WORK ORDER -
Omit the pictures and print exactly the lines of the listing below, starting at the first and ending at the line containing "positive clicks: (424, 408)".

INFORMATION GIVEN -

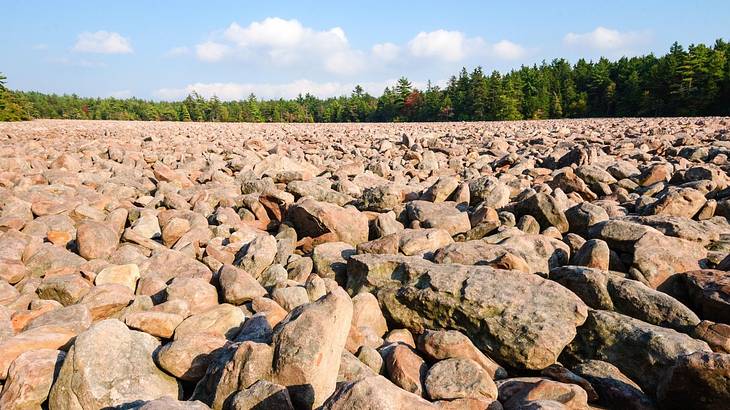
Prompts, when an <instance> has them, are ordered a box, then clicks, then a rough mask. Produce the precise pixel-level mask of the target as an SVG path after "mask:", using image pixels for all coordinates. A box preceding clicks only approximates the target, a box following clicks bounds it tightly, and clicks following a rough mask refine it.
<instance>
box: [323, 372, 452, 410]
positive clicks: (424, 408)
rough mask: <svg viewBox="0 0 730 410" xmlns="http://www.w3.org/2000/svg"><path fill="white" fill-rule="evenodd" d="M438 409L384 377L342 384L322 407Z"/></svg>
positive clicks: (392, 409) (369, 378)
mask: <svg viewBox="0 0 730 410" xmlns="http://www.w3.org/2000/svg"><path fill="white" fill-rule="evenodd" d="M438 408H439V407H438V406H436V405H435V404H432V403H429V402H428V401H426V400H424V399H422V398H421V397H420V396H417V395H415V394H413V393H409V392H407V391H405V390H403V389H401V388H399V387H398V386H396V385H395V384H393V383H391V382H390V381H389V380H388V379H386V378H385V377H383V376H371V377H366V378H364V379H360V380H357V381H354V382H350V383H343V384H342V385H340V387H339V388H338V389H337V391H335V392H334V394H332V396H330V397H329V398H328V399H327V401H326V402H325V403H324V404H323V406H322V409H323V410H349V409H361V410H380V409H392V410H435V409H438Z"/></svg>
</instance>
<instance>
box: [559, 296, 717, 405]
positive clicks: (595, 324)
mask: <svg viewBox="0 0 730 410" xmlns="http://www.w3.org/2000/svg"><path fill="white" fill-rule="evenodd" d="M709 351H710V347H709V346H708V345H707V343H705V342H702V341H700V340H697V339H693V338H692V337H690V336H687V335H685V334H682V333H679V332H677V331H675V330H672V329H667V328H663V327H660V326H655V325H651V324H649V323H646V322H642V321H640V320H638V319H633V318H631V317H628V316H625V315H622V314H620V313H615V312H608V311H604V310H593V309H591V310H589V314H588V319H587V320H586V323H585V324H584V325H583V326H581V327H580V328H579V329H578V334H577V336H576V338H575V340H573V341H572V342H571V344H570V345H569V346H568V348H567V349H566V351H565V352H564V353H563V355H564V356H565V357H564V358H563V356H561V361H562V360H563V359H565V360H566V361H568V362H571V361H572V362H575V363H577V362H580V361H584V360H602V361H606V362H609V363H611V364H613V365H614V366H616V367H618V368H619V369H620V370H621V372H622V373H624V374H626V375H627V376H628V377H630V378H631V379H632V380H634V381H636V383H638V385H639V386H641V388H642V390H643V391H645V392H647V393H649V394H651V395H653V394H655V393H656V391H657V386H658V383H659V380H660V379H661V376H662V375H663V372H664V371H665V370H666V369H667V368H668V367H670V366H671V365H672V364H673V363H674V360H675V359H676V358H677V357H678V356H680V355H684V354H691V353H694V352H709Z"/></svg>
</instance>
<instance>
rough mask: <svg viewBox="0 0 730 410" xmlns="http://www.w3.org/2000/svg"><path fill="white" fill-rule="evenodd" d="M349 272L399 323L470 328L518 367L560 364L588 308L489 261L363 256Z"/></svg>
mask: <svg viewBox="0 0 730 410" xmlns="http://www.w3.org/2000/svg"><path fill="white" fill-rule="evenodd" d="M348 275H349V280H348V289H349V290H350V291H351V292H352V293H358V292H361V291H373V292H375V293H376V296H377V297H378V300H379V301H380V303H381V305H382V306H383V307H384V310H385V311H387V312H388V314H389V315H390V317H391V318H393V320H394V321H395V322H396V323H400V324H403V325H404V326H406V327H408V328H411V329H413V330H414V331H416V332H418V333H420V332H422V331H423V330H425V329H426V328H431V329H434V328H435V329H438V328H444V329H455V330H460V331H463V332H464V333H465V334H466V335H467V336H469V337H470V338H471V339H472V341H473V342H474V343H475V344H476V345H477V346H478V347H479V348H481V349H484V350H486V351H487V352H489V353H490V356H493V357H495V358H496V359H498V360H500V361H503V362H504V363H506V364H509V365H511V366H515V367H524V368H529V369H541V368H544V367H546V366H548V365H550V364H552V363H554V362H555V360H556V359H557V355H558V354H559V352H560V351H561V350H562V348H563V347H564V346H565V345H567V344H568V343H569V342H570V340H572V339H573V336H574V335H575V331H576V330H575V328H576V327H577V326H579V325H581V324H582V323H583V321H584V320H585V317H586V314H587V313H586V307H585V305H584V304H583V302H582V301H580V299H578V297H577V296H575V295H574V294H573V293H572V292H570V291H568V290H567V289H565V288H563V287H562V286H560V285H558V284H557V283H554V282H551V281H547V280H545V279H542V278H540V277H539V276H537V275H530V274H523V273H518V272H513V271H503V270H497V269H492V268H489V267H485V266H462V265H439V264H432V263H430V262H427V261H423V260H420V259H417V258H407V257H399V256H383V255H356V256H353V257H352V258H351V259H350V262H349V265H348ZM444 312H448V313H447V314H445V313H444ZM538 312H539V313H538ZM507 317H509V320H505V319H504V318H507ZM518 328H519V329H520V331H519V333H516V331H515V330H514V329H518ZM527 334H529V337H527V336H525V335H527Z"/></svg>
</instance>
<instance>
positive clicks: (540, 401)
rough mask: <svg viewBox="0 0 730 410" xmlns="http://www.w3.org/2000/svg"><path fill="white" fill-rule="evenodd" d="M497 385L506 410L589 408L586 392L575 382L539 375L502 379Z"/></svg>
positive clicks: (576, 408)
mask: <svg viewBox="0 0 730 410" xmlns="http://www.w3.org/2000/svg"><path fill="white" fill-rule="evenodd" d="M497 387H498V388H499V398H500V400H501V403H502V405H503V406H504V409H505V410H517V409H530V408H545V409H551V408H555V409H576V410H577V409H586V408H588V397H587V395H586V392H585V391H584V390H583V389H581V388H580V387H579V386H577V385H574V384H567V383H560V382H556V381H552V380H549V379H543V378H539V377H522V378H516V379H505V380H500V381H499V382H498V384H497Z"/></svg>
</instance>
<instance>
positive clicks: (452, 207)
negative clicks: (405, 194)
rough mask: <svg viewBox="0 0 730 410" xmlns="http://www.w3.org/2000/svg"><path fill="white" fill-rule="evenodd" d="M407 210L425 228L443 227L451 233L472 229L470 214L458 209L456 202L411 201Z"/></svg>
mask: <svg viewBox="0 0 730 410" xmlns="http://www.w3.org/2000/svg"><path fill="white" fill-rule="evenodd" d="M406 210H407V211H408V217H409V218H410V219H411V220H412V221H418V222H420V224H421V226H422V227H424V228H435V229H443V230H445V231H447V232H448V233H449V235H456V234H459V233H464V232H466V231H468V230H469V229H471V223H470V222H469V216H468V215H467V214H466V212H461V211H460V210H459V209H457V208H456V203H454V202H440V203H433V202H428V201H411V202H408V203H407V204H406Z"/></svg>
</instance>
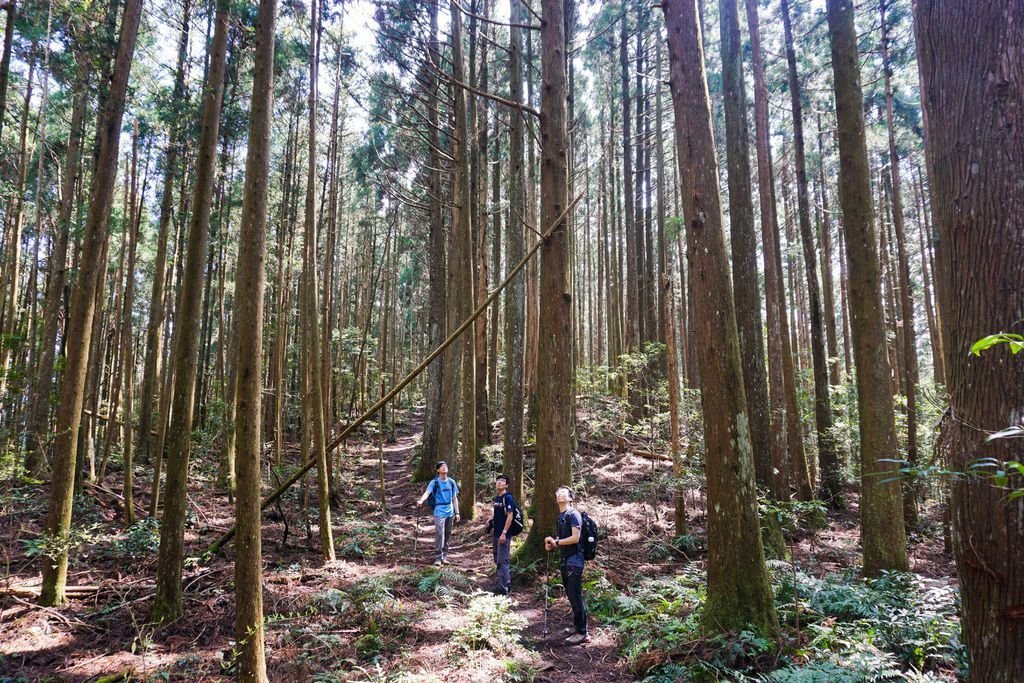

WRITTEN SOLUTION -
Prompts, when an <instance> has them, are ordered a box, then clicks, then a rough mask. Produce the precise pixel-level mask of the target as an SVG path after "mask:", using image pixels for all coordinates. A box preceding clicks only approximates the target, a box following clicks bounds it tightly, and clicks following a rough mask refine it.
<instance>
box: [323, 372, 452, 410]
positive clicks: (424, 408)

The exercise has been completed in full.